-- Data provided --
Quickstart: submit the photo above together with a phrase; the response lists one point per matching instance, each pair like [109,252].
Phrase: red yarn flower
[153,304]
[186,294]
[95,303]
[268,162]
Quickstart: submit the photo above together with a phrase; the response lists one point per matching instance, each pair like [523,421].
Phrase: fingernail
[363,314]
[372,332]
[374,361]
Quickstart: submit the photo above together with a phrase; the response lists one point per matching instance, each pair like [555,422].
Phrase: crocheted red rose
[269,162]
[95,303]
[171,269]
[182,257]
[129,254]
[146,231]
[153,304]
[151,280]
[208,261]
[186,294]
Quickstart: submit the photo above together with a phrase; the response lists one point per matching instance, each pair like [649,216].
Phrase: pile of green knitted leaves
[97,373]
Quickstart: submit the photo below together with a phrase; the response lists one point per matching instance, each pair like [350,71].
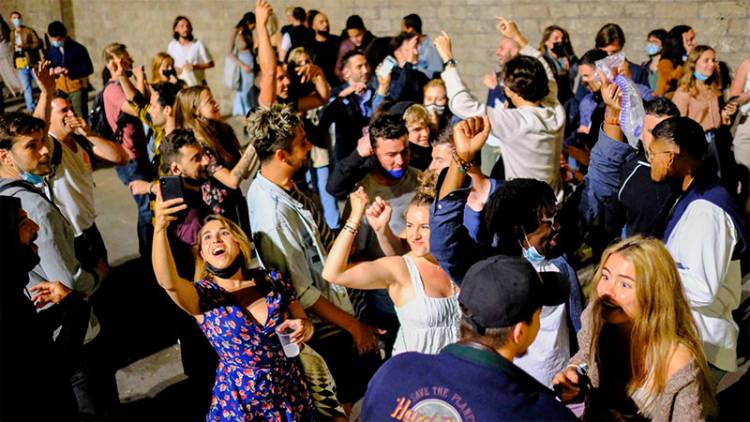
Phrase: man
[71,65]
[475,379]
[70,186]
[429,61]
[191,57]
[351,105]
[121,120]
[506,51]
[531,133]
[26,54]
[290,234]
[521,218]
[24,155]
[357,38]
[322,46]
[404,82]
[27,339]
[705,235]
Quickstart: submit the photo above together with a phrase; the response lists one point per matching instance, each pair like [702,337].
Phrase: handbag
[231,71]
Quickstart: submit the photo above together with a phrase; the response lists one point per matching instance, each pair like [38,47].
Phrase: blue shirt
[462,382]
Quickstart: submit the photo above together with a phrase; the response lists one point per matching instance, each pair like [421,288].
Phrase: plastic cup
[284,333]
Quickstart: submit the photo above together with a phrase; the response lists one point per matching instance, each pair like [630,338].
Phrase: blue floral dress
[254,379]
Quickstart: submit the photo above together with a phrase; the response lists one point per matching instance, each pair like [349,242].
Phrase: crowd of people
[404,250]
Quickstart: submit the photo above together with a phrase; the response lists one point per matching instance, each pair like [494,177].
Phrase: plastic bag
[631,105]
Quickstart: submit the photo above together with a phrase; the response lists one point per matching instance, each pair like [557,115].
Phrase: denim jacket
[286,238]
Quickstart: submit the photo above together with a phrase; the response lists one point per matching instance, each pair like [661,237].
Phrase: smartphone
[171,187]
[386,66]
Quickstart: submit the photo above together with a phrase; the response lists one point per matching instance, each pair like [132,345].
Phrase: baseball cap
[503,290]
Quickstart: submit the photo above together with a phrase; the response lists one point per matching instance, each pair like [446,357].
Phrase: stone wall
[145,25]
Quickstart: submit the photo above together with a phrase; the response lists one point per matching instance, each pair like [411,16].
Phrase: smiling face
[418,229]
[707,63]
[218,246]
[616,290]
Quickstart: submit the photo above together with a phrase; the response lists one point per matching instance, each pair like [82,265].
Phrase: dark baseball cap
[503,290]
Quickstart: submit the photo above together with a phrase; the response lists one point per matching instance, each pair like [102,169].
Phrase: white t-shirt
[193,53]
[550,351]
[72,188]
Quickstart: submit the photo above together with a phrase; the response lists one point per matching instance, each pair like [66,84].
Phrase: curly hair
[526,77]
[515,208]
[17,123]
[272,129]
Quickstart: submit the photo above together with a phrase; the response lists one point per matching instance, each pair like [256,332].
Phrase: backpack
[98,118]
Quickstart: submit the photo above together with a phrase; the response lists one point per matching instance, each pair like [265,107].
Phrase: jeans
[140,169]
[26,75]
[319,177]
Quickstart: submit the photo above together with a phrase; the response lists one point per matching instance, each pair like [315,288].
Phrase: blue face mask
[395,174]
[701,77]
[531,254]
[32,178]
[652,49]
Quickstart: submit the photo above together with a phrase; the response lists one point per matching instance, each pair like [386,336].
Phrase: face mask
[652,49]
[395,174]
[558,48]
[228,271]
[27,258]
[531,254]
[701,77]
[437,109]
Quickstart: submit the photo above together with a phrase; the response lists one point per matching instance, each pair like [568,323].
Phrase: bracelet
[351,229]
[463,165]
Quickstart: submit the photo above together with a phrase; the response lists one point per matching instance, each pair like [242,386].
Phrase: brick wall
[145,25]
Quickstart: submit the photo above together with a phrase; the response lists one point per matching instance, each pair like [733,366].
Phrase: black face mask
[559,49]
[229,271]
[27,258]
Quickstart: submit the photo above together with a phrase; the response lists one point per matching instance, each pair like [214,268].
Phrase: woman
[239,311]
[241,52]
[679,43]
[640,343]
[741,145]
[162,69]
[197,110]
[699,97]
[655,43]
[558,51]
[425,298]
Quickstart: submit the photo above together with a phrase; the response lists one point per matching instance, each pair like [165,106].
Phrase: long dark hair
[674,48]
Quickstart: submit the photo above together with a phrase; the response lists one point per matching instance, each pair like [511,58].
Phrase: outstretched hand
[470,135]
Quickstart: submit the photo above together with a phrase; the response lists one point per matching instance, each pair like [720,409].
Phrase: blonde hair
[688,80]
[156,63]
[417,113]
[663,322]
[186,116]
[295,55]
[245,245]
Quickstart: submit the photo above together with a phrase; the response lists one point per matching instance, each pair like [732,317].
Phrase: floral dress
[254,379]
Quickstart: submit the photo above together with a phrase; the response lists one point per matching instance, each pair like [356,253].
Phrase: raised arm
[365,275]
[181,291]
[266,58]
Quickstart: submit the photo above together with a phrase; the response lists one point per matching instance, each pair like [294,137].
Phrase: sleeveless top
[427,323]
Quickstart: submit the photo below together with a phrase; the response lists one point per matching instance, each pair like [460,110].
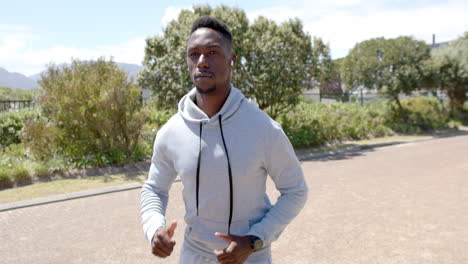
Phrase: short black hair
[215,24]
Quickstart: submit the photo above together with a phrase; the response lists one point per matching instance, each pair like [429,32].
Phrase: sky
[35,33]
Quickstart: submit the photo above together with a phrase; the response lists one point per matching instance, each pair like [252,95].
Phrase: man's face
[209,60]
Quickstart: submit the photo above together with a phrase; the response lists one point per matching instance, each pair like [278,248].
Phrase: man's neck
[211,103]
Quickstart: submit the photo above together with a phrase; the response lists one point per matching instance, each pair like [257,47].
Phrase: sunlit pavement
[400,204]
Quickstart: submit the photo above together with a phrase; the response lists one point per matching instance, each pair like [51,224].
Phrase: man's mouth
[203,76]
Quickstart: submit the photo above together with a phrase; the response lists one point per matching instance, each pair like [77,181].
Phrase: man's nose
[202,62]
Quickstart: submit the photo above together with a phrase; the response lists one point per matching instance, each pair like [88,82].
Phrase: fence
[359,97]
[364,98]
[15,104]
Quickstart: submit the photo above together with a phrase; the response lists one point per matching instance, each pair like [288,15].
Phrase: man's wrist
[255,243]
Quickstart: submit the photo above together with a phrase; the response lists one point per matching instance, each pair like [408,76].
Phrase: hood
[191,113]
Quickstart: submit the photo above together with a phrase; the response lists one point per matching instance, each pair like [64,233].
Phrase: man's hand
[236,252]
[162,243]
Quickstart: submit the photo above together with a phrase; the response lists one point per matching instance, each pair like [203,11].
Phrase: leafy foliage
[7,93]
[448,70]
[392,66]
[275,63]
[91,110]
[313,124]
[422,114]
[11,125]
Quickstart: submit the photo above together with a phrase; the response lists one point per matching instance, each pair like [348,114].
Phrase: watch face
[257,244]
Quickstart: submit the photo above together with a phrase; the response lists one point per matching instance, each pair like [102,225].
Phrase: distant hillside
[18,80]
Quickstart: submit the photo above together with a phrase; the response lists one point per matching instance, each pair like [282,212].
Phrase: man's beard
[207,91]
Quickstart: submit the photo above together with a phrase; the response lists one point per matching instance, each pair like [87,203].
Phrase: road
[400,204]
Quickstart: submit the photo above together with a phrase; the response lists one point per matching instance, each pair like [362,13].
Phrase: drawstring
[198,167]
[229,171]
[230,176]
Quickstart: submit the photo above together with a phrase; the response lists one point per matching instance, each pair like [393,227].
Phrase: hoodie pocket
[202,232]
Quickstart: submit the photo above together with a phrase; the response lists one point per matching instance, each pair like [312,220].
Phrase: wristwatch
[255,243]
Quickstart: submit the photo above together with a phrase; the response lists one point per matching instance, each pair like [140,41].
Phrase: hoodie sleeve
[154,192]
[285,170]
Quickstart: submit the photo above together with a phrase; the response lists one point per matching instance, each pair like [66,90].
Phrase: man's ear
[233,59]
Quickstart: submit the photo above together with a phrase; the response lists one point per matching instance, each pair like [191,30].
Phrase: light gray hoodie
[223,163]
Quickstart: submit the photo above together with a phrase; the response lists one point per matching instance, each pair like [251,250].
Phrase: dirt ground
[401,204]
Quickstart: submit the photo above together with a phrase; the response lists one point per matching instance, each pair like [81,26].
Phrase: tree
[330,77]
[448,70]
[93,105]
[392,66]
[275,63]
[7,93]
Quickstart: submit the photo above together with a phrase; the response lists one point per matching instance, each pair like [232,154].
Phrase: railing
[6,105]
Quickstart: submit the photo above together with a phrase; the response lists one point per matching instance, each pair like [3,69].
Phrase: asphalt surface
[400,204]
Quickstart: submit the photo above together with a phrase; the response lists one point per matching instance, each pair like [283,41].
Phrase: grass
[43,189]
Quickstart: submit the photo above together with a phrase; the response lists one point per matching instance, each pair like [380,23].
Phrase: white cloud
[18,54]
[172,13]
[345,23]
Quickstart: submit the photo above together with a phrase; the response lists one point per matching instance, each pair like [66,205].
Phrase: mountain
[18,80]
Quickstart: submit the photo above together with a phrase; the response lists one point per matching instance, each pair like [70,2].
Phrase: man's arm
[154,192]
[285,170]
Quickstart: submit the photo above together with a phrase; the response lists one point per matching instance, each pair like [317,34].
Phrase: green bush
[312,124]
[11,125]
[21,175]
[42,171]
[5,180]
[91,113]
[42,138]
[421,114]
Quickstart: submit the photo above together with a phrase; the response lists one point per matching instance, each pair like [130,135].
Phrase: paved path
[399,204]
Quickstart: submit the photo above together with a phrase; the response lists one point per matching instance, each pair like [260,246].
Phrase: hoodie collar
[190,111]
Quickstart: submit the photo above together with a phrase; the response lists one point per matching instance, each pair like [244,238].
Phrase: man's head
[209,55]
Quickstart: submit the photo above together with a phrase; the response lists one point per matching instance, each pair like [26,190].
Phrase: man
[222,147]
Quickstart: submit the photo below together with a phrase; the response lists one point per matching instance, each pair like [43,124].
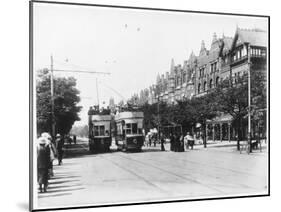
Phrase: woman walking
[43,163]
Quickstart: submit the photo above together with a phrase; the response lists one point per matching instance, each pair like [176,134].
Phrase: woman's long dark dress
[43,163]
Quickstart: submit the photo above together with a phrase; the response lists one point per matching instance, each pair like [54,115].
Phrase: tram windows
[96,130]
[99,130]
[128,129]
[102,130]
[131,128]
[135,128]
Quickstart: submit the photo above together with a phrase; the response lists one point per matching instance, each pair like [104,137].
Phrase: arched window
[205,86]
[217,81]
[211,83]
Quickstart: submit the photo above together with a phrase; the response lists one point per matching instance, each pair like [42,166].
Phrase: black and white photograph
[142,105]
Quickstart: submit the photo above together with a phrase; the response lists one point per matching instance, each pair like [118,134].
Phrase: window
[128,129]
[217,81]
[99,131]
[238,54]
[96,130]
[205,86]
[132,128]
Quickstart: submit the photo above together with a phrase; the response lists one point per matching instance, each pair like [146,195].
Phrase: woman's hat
[42,140]
[46,135]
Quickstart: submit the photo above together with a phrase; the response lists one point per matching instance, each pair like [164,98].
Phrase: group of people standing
[178,142]
[48,150]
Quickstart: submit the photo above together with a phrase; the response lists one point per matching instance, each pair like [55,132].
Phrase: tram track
[135,174]
[216,167]
[172,173]
[180,176]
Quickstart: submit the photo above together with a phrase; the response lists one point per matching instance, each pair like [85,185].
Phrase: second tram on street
[99,131]
[129,130]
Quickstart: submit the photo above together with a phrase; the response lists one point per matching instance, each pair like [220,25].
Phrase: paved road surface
[152,175]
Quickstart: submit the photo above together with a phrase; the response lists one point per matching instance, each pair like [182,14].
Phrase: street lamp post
[53,122]
[53,133]
[249,99]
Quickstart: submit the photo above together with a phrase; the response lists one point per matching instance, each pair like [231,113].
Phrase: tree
[66,98]
[232,98]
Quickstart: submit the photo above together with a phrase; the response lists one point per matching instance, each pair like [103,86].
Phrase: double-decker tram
[99,131]
[129,130]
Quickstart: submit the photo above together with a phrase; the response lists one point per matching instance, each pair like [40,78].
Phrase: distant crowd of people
[48,150]
[178,141]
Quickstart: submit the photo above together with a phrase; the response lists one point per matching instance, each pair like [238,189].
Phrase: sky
[133,45]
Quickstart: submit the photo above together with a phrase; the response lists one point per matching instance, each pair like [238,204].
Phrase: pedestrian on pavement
[60,150]
[172,142]
[154,140]
[53,152]
[149,139]
[43,163]
[189,140]
[181,148]
[162,140]
[74,139]
[177,143]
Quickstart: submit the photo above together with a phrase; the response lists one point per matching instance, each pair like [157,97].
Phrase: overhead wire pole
[249,99]
[97,92]
[53,127]
[52,89]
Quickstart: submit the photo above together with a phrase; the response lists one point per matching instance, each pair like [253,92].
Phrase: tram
[129,130]
[99,131]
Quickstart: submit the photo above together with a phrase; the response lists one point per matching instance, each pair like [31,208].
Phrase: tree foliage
[66,98]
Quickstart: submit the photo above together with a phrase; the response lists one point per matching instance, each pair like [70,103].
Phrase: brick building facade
[226,58]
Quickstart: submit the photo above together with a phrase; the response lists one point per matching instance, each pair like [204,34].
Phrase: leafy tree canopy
[66,98]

-- What is expected --
Can you rewrite the items starting at the line that contains "pair like [204,34]." and ending at the last item above, adding -47 to every coordinate in the answers and leaving the requests, including their sample pairs, unchanged?

-- Exercise response --
Quickstart: submit the photo above together with a phrase; the response lists one point per matching instance, each pair like [204,34].
Phrase: leafy tree canopy
[19,51]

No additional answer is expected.